• **EXTRAIT FOURNI**
========================================

- M. Lippi, l’Argentin Dario Conca va quitter Guangzhou pour retourner à Fluminense, allez-vous recruter de nouveaux joueurs comme lui pour étoffer votre effectif ?
- Les nouveaux joueurs étrangers, qui intégreront l’équipe de Guangzhou, seront différents de Conca. Ils ne devront pas avoir les mêmes caractéristiques que lui pour la simple raison que je n’aime pas toujours évoluer avec le même style de jeu. Lorsqu’on procède de cette façon, on favorise l’intégration des nouvelles recrues qui, ainsi, n’auront pas à souffrir de la comparaison avec les anciennes stars de l’équipe. Conca parti, son remplaçant sera différent et on ne dira jamais du nouveau venu : Conca était meilleur, plus fort… Guangzhou achètera donc des joueurs qui n’auront pas le même style que Conca. Je procédais déjà de la même manière déjà quand j’étais l’entraîneur de la Juventus. Je peux vous citer un exemple à ce propos.

========================================

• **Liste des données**
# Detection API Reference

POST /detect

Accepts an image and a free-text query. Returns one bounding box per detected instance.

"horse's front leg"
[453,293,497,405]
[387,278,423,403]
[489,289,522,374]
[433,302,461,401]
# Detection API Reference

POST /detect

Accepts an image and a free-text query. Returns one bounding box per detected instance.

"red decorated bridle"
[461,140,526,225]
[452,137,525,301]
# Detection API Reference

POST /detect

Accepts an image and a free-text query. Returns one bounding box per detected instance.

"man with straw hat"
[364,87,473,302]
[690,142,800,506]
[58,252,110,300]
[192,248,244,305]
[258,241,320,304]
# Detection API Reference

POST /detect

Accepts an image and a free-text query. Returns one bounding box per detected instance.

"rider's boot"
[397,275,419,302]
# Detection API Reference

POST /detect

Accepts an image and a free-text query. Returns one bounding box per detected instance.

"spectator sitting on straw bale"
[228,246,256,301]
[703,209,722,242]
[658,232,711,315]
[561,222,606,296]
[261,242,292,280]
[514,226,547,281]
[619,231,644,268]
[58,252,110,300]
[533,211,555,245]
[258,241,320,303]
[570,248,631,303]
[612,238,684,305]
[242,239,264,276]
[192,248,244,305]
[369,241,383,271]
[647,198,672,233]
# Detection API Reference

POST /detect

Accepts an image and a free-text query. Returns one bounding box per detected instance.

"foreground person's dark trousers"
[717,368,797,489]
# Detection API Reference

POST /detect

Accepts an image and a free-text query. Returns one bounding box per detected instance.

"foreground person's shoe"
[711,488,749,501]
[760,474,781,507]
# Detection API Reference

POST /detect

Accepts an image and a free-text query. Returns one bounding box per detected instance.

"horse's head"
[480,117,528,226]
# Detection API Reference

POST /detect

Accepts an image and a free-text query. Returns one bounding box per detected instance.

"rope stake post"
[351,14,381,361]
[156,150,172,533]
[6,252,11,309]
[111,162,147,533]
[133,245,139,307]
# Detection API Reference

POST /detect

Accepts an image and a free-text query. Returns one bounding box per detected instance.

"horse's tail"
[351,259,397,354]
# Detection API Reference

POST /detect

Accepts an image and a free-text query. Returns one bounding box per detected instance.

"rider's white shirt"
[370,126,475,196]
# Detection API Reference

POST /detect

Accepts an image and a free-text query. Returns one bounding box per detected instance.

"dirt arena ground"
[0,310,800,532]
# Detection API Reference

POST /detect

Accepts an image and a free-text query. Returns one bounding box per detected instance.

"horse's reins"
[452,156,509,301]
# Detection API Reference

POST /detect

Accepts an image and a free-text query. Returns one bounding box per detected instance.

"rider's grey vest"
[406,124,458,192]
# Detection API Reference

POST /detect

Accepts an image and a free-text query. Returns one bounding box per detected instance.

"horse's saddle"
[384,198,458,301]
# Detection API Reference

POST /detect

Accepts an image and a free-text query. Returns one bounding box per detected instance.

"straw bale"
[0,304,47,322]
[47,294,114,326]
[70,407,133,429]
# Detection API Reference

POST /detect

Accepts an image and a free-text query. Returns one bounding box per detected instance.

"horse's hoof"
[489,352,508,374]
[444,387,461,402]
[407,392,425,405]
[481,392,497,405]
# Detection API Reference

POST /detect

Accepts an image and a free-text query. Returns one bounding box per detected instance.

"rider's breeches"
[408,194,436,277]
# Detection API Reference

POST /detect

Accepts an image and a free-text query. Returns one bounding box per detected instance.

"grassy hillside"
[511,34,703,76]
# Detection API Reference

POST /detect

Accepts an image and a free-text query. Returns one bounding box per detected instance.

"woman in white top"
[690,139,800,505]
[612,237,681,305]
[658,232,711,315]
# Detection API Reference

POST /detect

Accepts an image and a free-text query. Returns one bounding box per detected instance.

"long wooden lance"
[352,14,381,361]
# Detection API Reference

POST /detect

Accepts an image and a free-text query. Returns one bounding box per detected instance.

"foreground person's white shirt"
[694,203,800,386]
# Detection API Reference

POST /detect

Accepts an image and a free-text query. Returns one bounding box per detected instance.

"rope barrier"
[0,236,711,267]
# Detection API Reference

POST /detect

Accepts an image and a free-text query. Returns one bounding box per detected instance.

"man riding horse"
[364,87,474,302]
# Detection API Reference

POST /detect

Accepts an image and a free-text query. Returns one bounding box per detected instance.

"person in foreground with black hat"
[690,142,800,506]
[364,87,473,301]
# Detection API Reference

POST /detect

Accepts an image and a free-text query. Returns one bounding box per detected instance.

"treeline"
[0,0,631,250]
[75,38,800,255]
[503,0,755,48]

========================================

• **CONSIGNES**
1) Pouvez-vous réécrire le passage de l'entretien avec M. Lippi qui commence aux mots «- Les nouveaux» et s'arrête après «à ce propos.», en remplaçant «Juventus» par «Inter» ?
2) Répondez à ces questions sur l'entretien avec M. Lippi :
(a) Quel joueur va quitter Guangzhou, et pour rejoindre quel club ?
(b) Quelle équipe M. Lippi entraînait-il quand il procédait déjà de la même manière ?
(c) Selon lui, qu'apporte le choix de recrues au style différent de celui des anciennes stars ?
3) Comment l'entretien avec M. Lippi pourrait-il se poursuivre ? Écrivez la suite à partir de sa dernière phrase.

• **RÉSULTATS**
1)
- Les nouveaux joueurs étrangers, qui intégreront l’équipe de Guangzhou, seront différents de Conca. Ils ne devront pas avoir les mêmes caractéristiques que lui pour la simple raison que je n’aime pas toujours évoluer avec le même style de jeu. Lorsqu’on procède de cette façon, on favorise l’intégration des nouvelles recrues qui, ainsi, n’auront pas à souffrir de la comparaison avec les anciennes stars de l’équipe. Conca parti, son remplaçant sera différent et on ne dira jamais du nouveau venu : Conca était meilleur, plus fort… Guangzhou achètera donc des joueurs qui n’auront pas le même style que Conca. Je procédais déjà de la même manière déjà quand j’étais l’entraîneur de la Inter. Je peux vous citer un exemple à ce propos.

2)
(a) L'Argentin Dario Conca, qui retourne à Fluminense.
(b) La Juventus.
(c) Cela favorise l'intégration des nouvelles recrues, qui n'ont pas à souffrir de la comparaison avec les anciennes stars de l'équipe.

3)
- On est tout ouïe…
- Quand je suis revenu à la Juventus, au début du nouveau siècle, M. Agnelli, le boss de la Juve, est venu me parler pour me dire : «J’ai une mauvaise nouvelle à t’annoncer, on doit vendre Zidane au Real Madrid ! Peux-tu me dire qui pourra le remplacer et devenir le nouveau Zidane ?» Je lui ai répondu que je ne me soucierais jamais de trouver le nouveau Zidane parce que ça n’existe pas ! Je vais changer mon plan tactique. Par la suite, avec l’argent de la vente de Zidane, la Juventus a acheté Buffon, le gardien de but, Thuram, le défenseur, et Nedved, le milieu de terrain offensif. Bien sûr, ces nouveaux éléments évoluaient dans un registre totalement différent par rapport à Zidane. Nous avons gagné le Scudetto et nous sommes parvenus, encore une fois, en finale de la Ligue des champions.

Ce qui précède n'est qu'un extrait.